# [Enunciado da tarefa]
Copie, palavra por palavra, a parte do trecho fornecido que vai de "Pelo sabor parecido" até "sumir do mapa.", incluindo essas palavras.

Considerado um dos símbolos do cerrado, o baruzeiro oferece uma castanha que esbanja nutrientes. Rica em ferro e zinco, dupla que atua no combate à anemia, ela ainda concentra proteína. Daí ser muito bem-vinda ao cardápio, especialmente das crianças.
Pelo sabor parecido com o do amendoim, serve como matéria-prima da paçoca e do pé-de-moleque, entre outras delícias das quituteiras goianas. Mas, como é espécie nativa de uma das regiões mais debeladas pelo desmatamento, requer práticas sustentáveis para não sumir do mapa.
Ele é retirado do caule de uma palmeira nativa da Mata Atlântica. A má notícia é que o extrativismo clandestino resultou no quase esgotamento de suas reservas.
Ao contrário de outras espécies, caso da pupunha e do açaizeiro, que têm a capacidade de rebrotar, a juçara morre depois de cortada. Portanto, não tem a chance da regeneração.
“Outra diferença importante é que demora de 8 a 12 anos para produzir um palmito de qualidade, já a pupunha leva apenas 18 meses após o plantio”, diz a professora Adélia.
Apelidado de “ouro do cerrado” o fruto do pequizeiro incrementa o arroz com seu colorido, aroma e sabor em uma das combinações mais apreciadas por goianos e mineiros. Oferece ainda diversos nutrientes, inclusive uma gordura de ação anti-inflamatória.
Embora esteja em área que sofre com a degradação do meio ambiente, há gente trabalhando para não deixar faltar. “Existem movimentos, de cooperativas no norte de Minas Gerais, entre outras, que visam proteger a espécie”, exemplifica a professora Maísa.
Uma das mais consagradas e nutritivas representantes das PANC (plantas alimentícias não-convencionais). Oferece vitaminas, sais minerais e um bom teor proteico.
Ainda que haja um movimento pela sua valorização culinária, a espécie segue sendo utilizada como cerca viva em várias cidades. Inclusive, antigamente, as igrejas mineiras contavam com essa proteção natural e muita gente devorava o vegetal durante as missas. Daí o nome sacro.
Diante de uma opção nativa, abundante, deliciosa e que carrega tanta história, não há motivo para priorizar hortaliças vindas de outros continentes.
Dá um trabalhão para ser preparada e, por isso, tem desaparecido das cozinhas e das vendas do país. Ante a correria do cotidiano, muita gente opta pela praticidade da versão industrializa.
Perdem-se, assim, as sutilezas de sabor e textura do doce feito no tacho de cobre, em fogão de lenha, e com gosto da culinária caipira, sobretudo, das Minas Gerais.
Cantada por Caetano Veloso, a bebida cristalina é Patrimônio Cultural Brasileiro, segundo o Instituto do Patrimônio Histórico e Artístico Nacional (Iphan).
Para o preparo da Cajuína, há que ter uma dose extra de paciência, requer cocção e filtragem para a retirada dos taninos – compostos que amarram a boca. O resultado é um líquido dourado, saboroso, refrescante e sem nenhum aditivo. E que concentra substâncias benéficas. Lamentavelmente, tem sido trocado por refrigerantes e outras bebidas baratas e que carecem de nutrientes.

# [Conjunto de dados]
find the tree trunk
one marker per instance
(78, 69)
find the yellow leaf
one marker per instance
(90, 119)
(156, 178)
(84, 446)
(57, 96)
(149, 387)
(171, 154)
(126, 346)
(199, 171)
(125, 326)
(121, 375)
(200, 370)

# [Resposta da tarefa]
Pelo sabor parecido com o do amendoim, serve como matéria-prima da paçoca e do pé-de-moleque, entre outras delícias das quituteiras goianas. Mas, como é espécie nativa de uma das regiões mais debeladas pelo desmatamento, requer práticas sustentáveis para não sumir do mapa.